Provided material:

________________________________________

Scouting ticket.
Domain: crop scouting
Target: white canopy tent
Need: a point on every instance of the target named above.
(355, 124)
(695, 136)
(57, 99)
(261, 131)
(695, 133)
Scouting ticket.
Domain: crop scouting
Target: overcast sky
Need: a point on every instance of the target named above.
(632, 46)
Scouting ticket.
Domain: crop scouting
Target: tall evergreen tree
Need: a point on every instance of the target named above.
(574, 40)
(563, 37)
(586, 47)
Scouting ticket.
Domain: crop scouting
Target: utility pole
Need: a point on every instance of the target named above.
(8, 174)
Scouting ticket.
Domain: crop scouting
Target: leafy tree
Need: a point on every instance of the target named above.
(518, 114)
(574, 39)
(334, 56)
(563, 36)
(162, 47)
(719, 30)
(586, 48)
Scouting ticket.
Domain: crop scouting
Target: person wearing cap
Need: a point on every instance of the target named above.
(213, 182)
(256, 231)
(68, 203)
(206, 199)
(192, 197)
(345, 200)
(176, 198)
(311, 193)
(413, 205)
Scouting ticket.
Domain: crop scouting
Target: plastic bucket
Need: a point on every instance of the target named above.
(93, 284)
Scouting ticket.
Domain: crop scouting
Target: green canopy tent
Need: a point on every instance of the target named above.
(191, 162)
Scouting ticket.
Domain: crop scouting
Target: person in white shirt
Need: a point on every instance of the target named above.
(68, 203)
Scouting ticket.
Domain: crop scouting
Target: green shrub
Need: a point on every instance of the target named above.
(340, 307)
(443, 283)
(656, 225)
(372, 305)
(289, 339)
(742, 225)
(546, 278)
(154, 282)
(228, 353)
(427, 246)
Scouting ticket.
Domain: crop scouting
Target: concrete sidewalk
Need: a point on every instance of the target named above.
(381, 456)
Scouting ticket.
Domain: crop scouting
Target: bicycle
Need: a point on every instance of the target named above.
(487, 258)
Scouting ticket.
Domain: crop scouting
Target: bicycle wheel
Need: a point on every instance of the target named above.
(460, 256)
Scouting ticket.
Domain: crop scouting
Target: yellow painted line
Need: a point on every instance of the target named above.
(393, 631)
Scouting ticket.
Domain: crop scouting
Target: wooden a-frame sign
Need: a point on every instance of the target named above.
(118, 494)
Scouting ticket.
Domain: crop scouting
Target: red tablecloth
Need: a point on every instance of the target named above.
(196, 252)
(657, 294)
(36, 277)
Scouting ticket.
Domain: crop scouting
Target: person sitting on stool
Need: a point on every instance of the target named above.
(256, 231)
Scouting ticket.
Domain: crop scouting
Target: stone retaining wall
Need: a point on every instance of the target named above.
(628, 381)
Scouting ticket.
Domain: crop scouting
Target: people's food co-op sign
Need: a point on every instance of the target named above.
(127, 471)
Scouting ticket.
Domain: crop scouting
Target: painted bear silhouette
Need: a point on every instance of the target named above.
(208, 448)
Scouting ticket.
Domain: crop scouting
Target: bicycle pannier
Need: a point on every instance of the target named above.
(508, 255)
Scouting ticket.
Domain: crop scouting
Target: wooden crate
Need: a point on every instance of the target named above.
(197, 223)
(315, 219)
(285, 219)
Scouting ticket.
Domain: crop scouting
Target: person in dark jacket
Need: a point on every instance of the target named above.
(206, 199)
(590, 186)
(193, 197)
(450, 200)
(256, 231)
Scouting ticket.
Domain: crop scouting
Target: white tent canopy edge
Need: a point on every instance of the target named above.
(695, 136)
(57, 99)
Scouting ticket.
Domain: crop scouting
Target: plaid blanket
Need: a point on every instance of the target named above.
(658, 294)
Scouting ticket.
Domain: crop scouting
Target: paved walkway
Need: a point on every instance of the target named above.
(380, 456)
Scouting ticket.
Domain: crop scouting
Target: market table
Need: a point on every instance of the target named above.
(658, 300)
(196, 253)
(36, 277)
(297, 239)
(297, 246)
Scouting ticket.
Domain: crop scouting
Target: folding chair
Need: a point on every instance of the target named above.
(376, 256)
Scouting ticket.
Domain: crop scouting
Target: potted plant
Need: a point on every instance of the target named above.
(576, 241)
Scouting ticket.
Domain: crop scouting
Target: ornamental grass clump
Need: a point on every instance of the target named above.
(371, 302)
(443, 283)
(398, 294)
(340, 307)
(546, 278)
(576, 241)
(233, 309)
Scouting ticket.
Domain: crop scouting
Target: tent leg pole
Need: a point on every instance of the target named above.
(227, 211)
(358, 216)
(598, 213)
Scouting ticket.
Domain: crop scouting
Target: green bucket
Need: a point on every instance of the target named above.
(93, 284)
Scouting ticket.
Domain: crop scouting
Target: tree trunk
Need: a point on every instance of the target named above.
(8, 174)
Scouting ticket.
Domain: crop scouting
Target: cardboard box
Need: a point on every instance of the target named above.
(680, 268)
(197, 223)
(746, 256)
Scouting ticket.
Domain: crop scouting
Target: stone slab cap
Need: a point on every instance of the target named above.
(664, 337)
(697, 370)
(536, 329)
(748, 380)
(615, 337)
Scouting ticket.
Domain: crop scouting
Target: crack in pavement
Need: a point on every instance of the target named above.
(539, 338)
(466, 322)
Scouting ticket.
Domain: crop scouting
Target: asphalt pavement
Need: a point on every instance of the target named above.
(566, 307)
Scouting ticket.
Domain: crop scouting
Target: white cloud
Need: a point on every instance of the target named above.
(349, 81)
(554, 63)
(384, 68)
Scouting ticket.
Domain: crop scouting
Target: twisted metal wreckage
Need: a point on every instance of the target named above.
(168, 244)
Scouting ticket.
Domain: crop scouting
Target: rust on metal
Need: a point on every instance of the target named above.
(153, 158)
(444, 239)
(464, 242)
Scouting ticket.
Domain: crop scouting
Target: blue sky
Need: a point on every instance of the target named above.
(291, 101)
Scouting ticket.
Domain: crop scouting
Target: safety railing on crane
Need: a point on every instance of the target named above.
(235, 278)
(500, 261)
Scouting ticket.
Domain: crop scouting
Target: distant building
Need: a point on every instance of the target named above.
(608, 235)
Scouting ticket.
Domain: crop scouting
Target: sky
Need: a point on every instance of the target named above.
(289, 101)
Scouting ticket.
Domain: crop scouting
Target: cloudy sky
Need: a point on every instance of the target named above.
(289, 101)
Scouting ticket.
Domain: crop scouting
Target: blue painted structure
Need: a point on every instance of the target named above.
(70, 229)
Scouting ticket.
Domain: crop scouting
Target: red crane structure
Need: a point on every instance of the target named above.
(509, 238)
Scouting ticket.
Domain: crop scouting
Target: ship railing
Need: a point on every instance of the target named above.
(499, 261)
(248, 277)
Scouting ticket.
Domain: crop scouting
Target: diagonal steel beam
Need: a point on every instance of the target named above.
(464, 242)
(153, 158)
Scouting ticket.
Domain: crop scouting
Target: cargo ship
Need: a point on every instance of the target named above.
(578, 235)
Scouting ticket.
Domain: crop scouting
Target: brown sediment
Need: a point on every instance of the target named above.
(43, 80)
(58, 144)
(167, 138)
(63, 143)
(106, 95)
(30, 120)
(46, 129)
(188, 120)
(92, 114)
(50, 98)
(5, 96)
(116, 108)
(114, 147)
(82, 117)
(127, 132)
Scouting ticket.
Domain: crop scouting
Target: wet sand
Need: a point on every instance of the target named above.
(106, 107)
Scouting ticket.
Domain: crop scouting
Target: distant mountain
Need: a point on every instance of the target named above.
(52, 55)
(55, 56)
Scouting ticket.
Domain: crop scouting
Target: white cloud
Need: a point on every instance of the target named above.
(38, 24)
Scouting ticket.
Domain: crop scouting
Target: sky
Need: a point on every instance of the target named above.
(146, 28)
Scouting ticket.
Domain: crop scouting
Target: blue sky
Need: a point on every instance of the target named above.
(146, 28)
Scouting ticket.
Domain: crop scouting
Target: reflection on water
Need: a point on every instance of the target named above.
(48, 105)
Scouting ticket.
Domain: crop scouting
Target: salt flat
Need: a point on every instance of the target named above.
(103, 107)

________________________________________

Your task is to copy each line of the listing that holds the word "structure".

Target: blue painted structure
Target: red crane structure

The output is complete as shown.